* _Problem to solve_
Write out the material exactly. Do not include the pictures.

* _Data in this exercise_
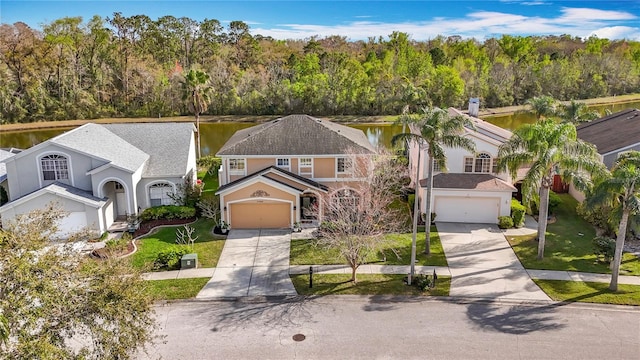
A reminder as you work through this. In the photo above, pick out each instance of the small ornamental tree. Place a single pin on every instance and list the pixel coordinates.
(56, 303)
(356, 218)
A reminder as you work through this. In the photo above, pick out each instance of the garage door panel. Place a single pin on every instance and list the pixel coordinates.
(467, 210)
(260, 215)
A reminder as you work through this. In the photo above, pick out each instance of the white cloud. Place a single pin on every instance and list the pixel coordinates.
(617, 32)
(480, 24)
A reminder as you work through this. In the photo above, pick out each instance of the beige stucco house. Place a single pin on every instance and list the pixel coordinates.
(277, 173)
(99, 173)
(472, 191)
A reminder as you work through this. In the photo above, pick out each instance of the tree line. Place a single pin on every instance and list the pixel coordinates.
(134, 66)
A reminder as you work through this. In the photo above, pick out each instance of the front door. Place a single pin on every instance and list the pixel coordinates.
(121, 200)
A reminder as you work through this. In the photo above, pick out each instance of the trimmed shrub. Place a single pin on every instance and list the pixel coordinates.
(554, 202)
(517, 213)
(168, 212)
(604, 247)
(505, 222)
(170, 258)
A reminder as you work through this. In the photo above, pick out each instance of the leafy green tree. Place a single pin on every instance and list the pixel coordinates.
(434, 129)
(196, 92)
(58, 304)
(548, 148)
(621, 190)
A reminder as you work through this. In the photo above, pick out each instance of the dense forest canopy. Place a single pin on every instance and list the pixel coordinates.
(133, 66)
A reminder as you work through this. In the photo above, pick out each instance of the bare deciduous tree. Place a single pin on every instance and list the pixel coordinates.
(58, 304)
(357, 217)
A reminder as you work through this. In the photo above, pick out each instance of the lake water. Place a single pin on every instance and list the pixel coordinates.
(214, 135)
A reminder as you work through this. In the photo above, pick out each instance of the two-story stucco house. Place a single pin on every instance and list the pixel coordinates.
(472, 191)
(275, 174)
(99, 173)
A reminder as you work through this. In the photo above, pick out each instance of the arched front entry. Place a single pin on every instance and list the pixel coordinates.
(117, 193)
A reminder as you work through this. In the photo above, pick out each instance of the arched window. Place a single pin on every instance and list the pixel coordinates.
(159, 194)
(480, 164)
(345, 197)
(54, 167)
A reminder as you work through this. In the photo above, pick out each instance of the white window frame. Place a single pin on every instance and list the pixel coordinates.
(237, 166)
(347, 166)
(483, 163)
(56, 165)
(307, 168)
(281, 161)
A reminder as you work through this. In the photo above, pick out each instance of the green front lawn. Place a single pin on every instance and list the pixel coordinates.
(576, 291)
(174, 289)
(368, 284)
(307, 252)
(568, 245)
(207, 246)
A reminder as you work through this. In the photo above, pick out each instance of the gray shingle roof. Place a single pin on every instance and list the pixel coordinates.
(612, 132)
(297, 135)
(265, 172)
(166, 143)
(471, 181)
(66, 191)
(96, 140)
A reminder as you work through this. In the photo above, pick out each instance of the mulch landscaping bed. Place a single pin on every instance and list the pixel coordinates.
(146, 226)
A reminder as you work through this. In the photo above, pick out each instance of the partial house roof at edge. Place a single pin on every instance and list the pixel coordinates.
(612, 132)
(297, 135)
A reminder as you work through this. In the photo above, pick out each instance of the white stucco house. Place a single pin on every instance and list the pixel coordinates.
(472, 191)
(100, 173)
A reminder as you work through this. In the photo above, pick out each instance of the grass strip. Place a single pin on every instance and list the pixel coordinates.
(590, 292)
(368, 284)
(173, 289)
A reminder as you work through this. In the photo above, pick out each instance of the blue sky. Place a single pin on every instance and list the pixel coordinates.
(361, 19)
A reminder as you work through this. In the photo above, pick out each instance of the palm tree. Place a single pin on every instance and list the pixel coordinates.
(196, 91)
(548, 148)
(541, 106)
(620, 190)
(436, 129)
(576, 112)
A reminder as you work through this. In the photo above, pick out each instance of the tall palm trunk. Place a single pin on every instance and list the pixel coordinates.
(617, 256)
(543, 213)
(198, 132)
(427, 208)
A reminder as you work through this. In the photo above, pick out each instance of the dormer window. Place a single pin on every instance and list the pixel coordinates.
(54, 168)
(283, 163)
(345, 165)
(480, 164)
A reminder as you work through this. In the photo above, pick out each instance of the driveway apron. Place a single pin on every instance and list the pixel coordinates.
(252, 263)
(483, 265)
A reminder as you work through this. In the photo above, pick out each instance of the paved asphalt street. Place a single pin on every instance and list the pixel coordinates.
(360, 327)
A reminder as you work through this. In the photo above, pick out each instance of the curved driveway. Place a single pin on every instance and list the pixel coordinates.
(483, 265)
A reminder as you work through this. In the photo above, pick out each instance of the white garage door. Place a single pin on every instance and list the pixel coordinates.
(467, 210)
(74, 222)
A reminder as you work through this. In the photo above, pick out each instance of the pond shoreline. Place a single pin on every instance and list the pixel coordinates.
(344, 119)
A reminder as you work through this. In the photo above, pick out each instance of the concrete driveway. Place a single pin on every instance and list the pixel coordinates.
(252, 263)
(483, 265)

* _Answer to this problem_
A reminder as you work through this. In the photo above, pick out each instance of the small ornamental tree. Place a single pin on every instance and list the pixel coordinates.
(56, 303)
(356, 218)
A reminder as you work through this. In the photo above, pick out each instance of the garage door panel. Place a single pin on every instance and list the pixel coordinates.
(467, 210)
(260, 215)
A reminder as you work through this. In the photo above, pick out each instance of the white cloud. Place a single pin on every instance and list the pixel coordinates.
(617, 32)
(480, 24)
A reminder as you work through this. In the photo above, pick out each instance of the beige stucco house. Place a single pin on every instance and list the pixel coordinates.
(277, 173)
(99, 173)
(472, 191)
A reminder as you work through this. In the photo above, pick out each instance of the tree line. Place a single pin on every instance and list the pixel coordinates.
(134, 66)
A reminder as you work through this. In the photo above, pick out each instance of the front door. Place a single pin on every instance and list the pixel coordinates.
(121, 200)
A reminder as you work through this. In the photo above, pick out each instance of the trimmed shrub. Place a single pin on every instance and list the pixel coordinates.
(554, 202)
(517, 213)
(168, 212)
(604, 247)
(505, 222)
(170, 258)
A reminder as you work through this. In the photo above, pick out each instance of the leafy green tree. Place a single pin on every instance and list the pixel coordinates.
(434, 129)
(196, 92)
(58, 304)
(548, 148)
(621, 190)
A reminder as you work through this. In the photo above, pick out each instance of the dense forest canopy. Place a single pin on every instance and list the pixel coordinates.
(133, 66)
A reminder as you work through this. In the photo above, pick out each instance of the bare deciduous tree. Place a single pin on every instance and list the pixel coordinates.
(58, 304)
(357, 217)
A reminder as you work through this. In the photo above, pick out each instance of the lake water. Place a single pin on every instance and list the pixel coordinates.
(214, 135)
A reminder as you work through this. In the photo above, pick out each instance of the two-story stucco house. Place a single pin on every instance and list the pixel coordinates.
(472, 191)
(275, 174)
(99, 173)
A reminder as you work through this. In the photo above, pick out each instance of the arched front entry. Place a single pin on every instance and list the pixel coordinates.
(117, 193)
A reminder as you work through this. In the photo above, pick out each instance of the arched window. Place a single pin on every instance and list the pixel coordinates.
(159, 194)
(480, 164)
(345, 197)
(54, 167)
A reminder as you work through this. In the photo above, pick out each instance of the white window frame. Place a single pin on every instance and list the pixel coordinates.
(237, 166)
(347, 166)
(483, 163)
(56, 165)
(307, 168)
(281, 161)
A reminder as you work through this. In the photo above, pick out each instance of the green front lawn. Place a single pin on every instance and list the pixel coordinates.
(576, 291)
(174, 289)
(368, 284)
(307, 252)
(568, 245)
(207, 246)
A reminder as you work through this. In the photo above, pick out each instance of the gray shingle roof. Place a single pin on every instance and list the pixel coordinates.
(612, 132)
(297, 135)
(265, 172)
(166, 143)
(471, 181)
(66, 191)
(96, 140)
A reminder as you work through this. In the photo above, pick out each instance of the mulch landscaping bed. Place a single pin on every instance and list the pixel coordinates.
(146, 226)
A reminder as you work through this. In the photo above, pick out each instance of the partial house roof at edge. Place a single pin on every instance and list the pixel coordinates.
(612, 132)
(297, 135)
A reminder as you work through this. In the photo above, pick out each instance of the white stucco house. Place a single pin on every instance and list the pixel coordinates.
(472, 191)
(100, 173)
A reminder as you work through this. In the photo above, pick out each instance of the grass strip. Place a single pin on every instance and list the pixel coordinates.
(590, 292)
(368, 284)
(173, 289)
A reminder as you work through this. In the photo above, pick out each instance of the blue sky. Place a single pin on every instance and list the pixel coordinates.
(361, 19)
A reminder as you work through this. In the photo above, pick out each instance of the palm tree. Place a single pin on every instance and list the pixel coordinates.
(196, 91)
(548, 148)
(541, 106)
(620, 190)
(436, 129)
(576, 112)
A reminder as you work through this. In the photo above, pick out each instance of the tall palm trunk. Place a single pin on every instance and list the pixel coordinates.
(617, 256)
(543, 213)
(198, 132)
(427, 208)
A reminder as you work through this. In the photo above, pick out each instance of the dormer window. Place a single pin on every instance and list the pixel coordinates.
(54, 168)
(283, 163)
(345, 165)
(480, 164)
A reminder as you work through this. In the photo above, pick out each instance of the driveway apron. Place a single pin on every instance and list the pixel coordinates.
(252, 263)
(483, 265)
A reminder as you work through this. In the photo above, pick out each instance of the paved asphalt street. Place a single pin on every instance and list the pixel coordinates.
(360, 327)
A reminder as you work through this. In the photo above, pick out each instance of the curved driveway. Place a single pin on every instance and list the pixel coordinates.
(483, 265)
A reminder as you work through this. In the photo above, pick out each instance of the white garage door. Place a single pin on every instance and list the pixel coordinates.
(467, 210)
(74, 222)
A reminder as you work through this. In the photo above, pick out each instance of the pond shoreline. Place a single pin on every instance and list the pixel coordinates.
(344, 119)
A reminder as you work through this. In the photo above, pick out each instance of the concrete driveway. Place a single pin on every instance and list the pixel coordinates.
(252, 263)
(483, 265)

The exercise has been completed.